Consigna A: Devuelva de forma literal el tramo del texto sobre Chagall comprendido entre "Con la muerte" y "necesarias para pintar.".
Consigna B: Retome el texto sobre Chagall justo después de su última oración y prosiga con su redacción.

Texto fuente:
+++++

Con la muerte de Bella, la alegría innata de Chagall parece terminada definitivamente. Pero en 1947 vuelve a Francia y su horizonte de vida se abre de nuevo. En los EE.UU. no había conseguido aprender correctamente la lengua, y en Francia tenía, por una parte, una ciudad brillante y animada y, por otra, la soledad y la tranquilidad necesarias para pintar.
El reconocimiento mundial se materializa entonces: Premio de la Biennale de Venecia de 1948, Exposiciones en Israel, Roma, Nápoles, Capri, Turín, Rávena y Londres. En 1952, se casa con Valentina Brodski y le encargan los decorados de Dafnis y Cloe, para lo cual realiza un viaje a Grecia que deslumbra su sensibilidad ante la belleza de las islas y las esculturas del Partenón. Ese mismo año, en 1958, Chagall empieza a iluminar el aire de los interiores con sus vidrieras. Primero fueron las de la Catedral de Metz y la Fraumünster de Zurich, y posteriormente la Sede de las Naciones Unidas de Nueva York. En 1966, se instala definitivamente en Saint Paul de Vence. Sin tristeza, pero sin alegría, ha aceptado que su destino final le haya llevado a Francia. Su viejo pueblo de Vitebsk no se interpone ya en su alma, y el pintor sueña con París y pinta su recuerdo, evocando a sus amigos, sus calles y sus monumentos como algo familiar que surge con facilidad de su imaginación.

+++++

Material proporcionado:

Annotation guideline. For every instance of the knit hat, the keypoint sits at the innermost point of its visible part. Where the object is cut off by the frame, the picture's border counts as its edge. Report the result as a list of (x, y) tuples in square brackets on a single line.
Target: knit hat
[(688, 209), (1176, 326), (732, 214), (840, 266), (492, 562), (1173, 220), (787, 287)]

+++++

Respuesta A:
Con la muerte de Bella, la alegría innata de Chagall parece terminada definitivamente. Pero en 1947 vuelve a Francia y su horizonte de vida se abre de nuevo. En los EE.UU. no había conseguido aprender correctamente la lengua, y en Francia tenía, por una parte, una ciudad brillante y animada y, por otra, la soledad y la tranquilidad necesarias para pintar.

Respuesta B:
Los encargos siguen multiplicándose. Realiza tapices para el nuevo Parlamento de Jerusalen, inaugura dos murales en el nuevo M etropolitan y, finalmente, le dedican en Niza, en el Museo Nacional «Message Biblique, Marc Chagall». La gran gloria para el pintor estaba ya conquistada, la distinción y el reconocimiento para su pueblo masacrado y perseguido estaba conseguida. La explosión de su triunfo se produce ocho años antes de su muerte, con una exposición nada menos que en el Louvre. Al año siguiente será llevada a Florencia, al Palazzo Pitti.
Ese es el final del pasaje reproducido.